> **Collected data**:
..............................

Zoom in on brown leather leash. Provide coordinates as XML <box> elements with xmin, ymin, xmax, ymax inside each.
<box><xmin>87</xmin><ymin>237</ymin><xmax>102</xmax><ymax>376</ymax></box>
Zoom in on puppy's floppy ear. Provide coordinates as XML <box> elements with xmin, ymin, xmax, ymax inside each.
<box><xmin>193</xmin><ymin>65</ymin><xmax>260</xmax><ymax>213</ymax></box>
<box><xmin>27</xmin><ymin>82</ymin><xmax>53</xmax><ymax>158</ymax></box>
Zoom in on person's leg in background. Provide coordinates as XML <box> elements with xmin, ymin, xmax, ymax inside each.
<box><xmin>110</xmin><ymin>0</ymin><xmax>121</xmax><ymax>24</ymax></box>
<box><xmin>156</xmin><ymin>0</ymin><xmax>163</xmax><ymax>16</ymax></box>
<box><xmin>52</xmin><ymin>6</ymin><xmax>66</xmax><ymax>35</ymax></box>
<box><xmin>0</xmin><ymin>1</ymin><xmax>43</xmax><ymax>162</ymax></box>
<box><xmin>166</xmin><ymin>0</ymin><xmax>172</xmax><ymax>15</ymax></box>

..............................

> **Work item**: Every record above needs to be repeated word for word.

> **Answer to this problem**:
Zoom in on brown leather leash. Provide coordinates as XML <box> elements with xmin, ymin, xmax, ymax inside each.
<box><xmin>87</xmin><ymin>237</ymin><xmax>102</xmax><ymax>376</ymax></box>
Zoom in on puppy's floppy ear. Provide coordinates as XML <box> elements with xmin, ymin, xmax, ymax inside each.
<box><xmin>193</xmin><ymin>65</ymin><xmax>260</xmax><ymax>213</ymax></box>
<box><xmin>27</xmin><ymin>82</ymin><xmax>53</xmax><ymax>158</ymax></box>
Zoom in on person's leg in background. Provide coordinates as XML <box> elements with xmin, ymin, xmax, ymax inside each.
<box><xmin>110</xmin><ymin>0</ymin><xmax>121</xmax><ymax>24</ymax></box>
<box><xmin>156</xmin><ymin>0</ymin><xmax>163</xmax><ymax>16</ymax></box>
<box><xmin>52</xmin><ymin>6</ymin><xmax>66</xmax><ymax>35</ymax></box>
<box><xmin>0</xmin><ymin>1</ymin><xmax>43</xmax><ymax>162</ymax></box>
<box><xmin>166</xmin><ymin>0</ymin><xmax>172</xmax><ymax>15</ymax></box>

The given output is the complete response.